* [Exercise instructions]
1. Copy the passage on micro-purchases and spending habits word for word, from "Let’s pretend for" up to and including "much. Maybe only $1.89.".
2. Write the next part of the passage on micro-purchases and spending habits, picking up after its final sentence.

* [Reading passage]
◇ ◇ ◇
Boredom would drive these habits. When I had an extra 10 minutes of free time in my day, I would find myself browsing through online stores to find deals for various camping gear.

After I stopped my frivolous spending, I saw the true evil of these micro-purchases. Those tiny, reasonably priced purchases didn’t seem so sensible once I no longer bought them.

After no longer making micro-purchases, I noticed I stopped using all of that unnecessary emotional energy. Restricting what I bought liberated me. It allowed me to see the things in life that I truly valued to spend money on such as travel, experiences with friends, a home purchase, etc.

Now, why would I ever go back to my old spending habits?

How often in life have you bought something out of impulse? How many times have you bought something out of pure habit? 

Let’s pretend for a moment that you have a big renovation project you’re working on at home. You just did all of your shopping at a hardware store, and you’re in line to check out. Because you know you have a 20- minute drive back home, as you are waiting in line, you decide to pick up one of those ice-cold sodas. You don’t buy the soda because your body requires it (when does your body ever need soda?). You buy it because it’s part of your hardware store ritual.

It’s a part of your reward process. This is a predetermined Pavlovian response at its finest. The soda didn’t cost that much. Maybe only $1.89.

Certainly not enough to break the bank or make you think twice about purchasing it. But you certainly wouldn’t have bought it if you knew it had put your finances in jeopardy.

Ask yourself, what are the little things you throw money at?

It’s different for everyone…but everyone has something (or many things!).

Whether it’s an iced coffee after the gym, avocado toast during a work break, or even a Friday night shopping after surviving another hard week at your job (retail therapy).

We all have a ritualistic element to our spending habits where we purchase something because we believe we deserve or need it.

That after we do the hard stuff, we can take a little break and do something fun. That we would be happier and better because of it.
◇ ◇ ◇
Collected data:
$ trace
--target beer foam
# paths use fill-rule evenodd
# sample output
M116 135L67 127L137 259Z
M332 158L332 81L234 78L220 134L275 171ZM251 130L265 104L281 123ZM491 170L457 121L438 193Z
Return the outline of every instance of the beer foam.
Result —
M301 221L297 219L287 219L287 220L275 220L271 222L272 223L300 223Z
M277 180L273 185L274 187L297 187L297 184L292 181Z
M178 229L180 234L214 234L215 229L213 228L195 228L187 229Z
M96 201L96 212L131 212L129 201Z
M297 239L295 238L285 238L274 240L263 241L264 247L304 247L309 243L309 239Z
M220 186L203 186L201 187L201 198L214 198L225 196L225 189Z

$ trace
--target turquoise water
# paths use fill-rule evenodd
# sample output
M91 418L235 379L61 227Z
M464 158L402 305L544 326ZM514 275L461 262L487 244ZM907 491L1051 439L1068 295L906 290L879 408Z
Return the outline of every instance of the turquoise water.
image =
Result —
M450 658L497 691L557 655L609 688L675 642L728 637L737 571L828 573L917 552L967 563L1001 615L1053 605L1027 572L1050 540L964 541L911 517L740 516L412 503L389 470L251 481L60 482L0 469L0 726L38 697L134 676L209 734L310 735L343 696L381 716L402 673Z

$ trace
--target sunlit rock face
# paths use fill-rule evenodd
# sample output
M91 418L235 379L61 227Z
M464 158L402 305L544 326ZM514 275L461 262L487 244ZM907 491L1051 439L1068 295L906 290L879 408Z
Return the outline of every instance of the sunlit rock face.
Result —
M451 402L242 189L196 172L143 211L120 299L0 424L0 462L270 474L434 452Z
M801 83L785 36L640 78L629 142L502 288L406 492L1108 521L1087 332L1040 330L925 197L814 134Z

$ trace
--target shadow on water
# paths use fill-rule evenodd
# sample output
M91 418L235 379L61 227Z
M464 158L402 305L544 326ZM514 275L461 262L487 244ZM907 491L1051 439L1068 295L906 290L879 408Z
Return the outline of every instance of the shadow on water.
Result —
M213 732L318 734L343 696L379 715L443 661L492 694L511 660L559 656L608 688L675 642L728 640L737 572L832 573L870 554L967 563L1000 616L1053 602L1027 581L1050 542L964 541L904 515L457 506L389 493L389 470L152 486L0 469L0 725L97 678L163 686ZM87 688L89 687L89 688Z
◇ ◇ ◇
* [Task-by-task results]
1.
Let’s pretend for a moment that you have a big renovation project you’re working on at home. You just did all of your shopping at a hardware store, and you’re in line to check out. Because you know you have a 20- minute drive back home, as you are waiting in line, you decide to pick up one of those ice-cold sodas. You don’t buy the soda because your body requires it (when does your body ever need soda?). You buy it because it’s part of your hardware store ritual.

It’s a part of your reward process. This is a predetermined Pavlovian response at its finest. The soda didn’t cost that much. Maybe only $1.89.

2.
For me, it was upgrading my bike. I love biking.

And I was always looking for the next best thing to make a bike go even faster. The people in my life called me an ‘upgrader,’ and that’s exactly what I was.

But with my upgrade purchases, I found that I would also experience Diderot’s Effect, where each new possession created a spiral of additional consumption that would lead me to make more and more purchases.

Did I really need the new gear?

Nope.

In my experience, after working with hundreds of clients as their comprehensive financial adviser – most Americans don’t realize the impact these micro-purchases have on their financial health.

They’re crippling their financial health with micro-purchases, retail therapy, and ritualistic spending habits.

I observed that people don’t appreciate how much these purchases add up. Those $70 online purchases, the $80 retail store trips, or even the quick $7 coffee shop visits… accumulates in costs.

Again, over the course of a year and a lifetime, these purchases add up, and if you actually sat down and did the math, you’d be astonished to see how much those extra purchases totaled up to.

It’s usually never just one purchase that gets you. Don’t fall into the illusion that each purchase is separate and unrelated. They’re all linked together. They’re all connected because they are all related to human behavior. Emotional purchases prevent you from doing the things you really want out of life— like funding your kids’ college educations, traveling to Europe, or making a down payment on a house.

When we make these emotional purchases, we don’t see the negative impact they have on our long-term finances. We only see the short-term momentary happiness or perceived relief.

I encourage you to go through the no-spending challenge. Start small and try it for a week or a month.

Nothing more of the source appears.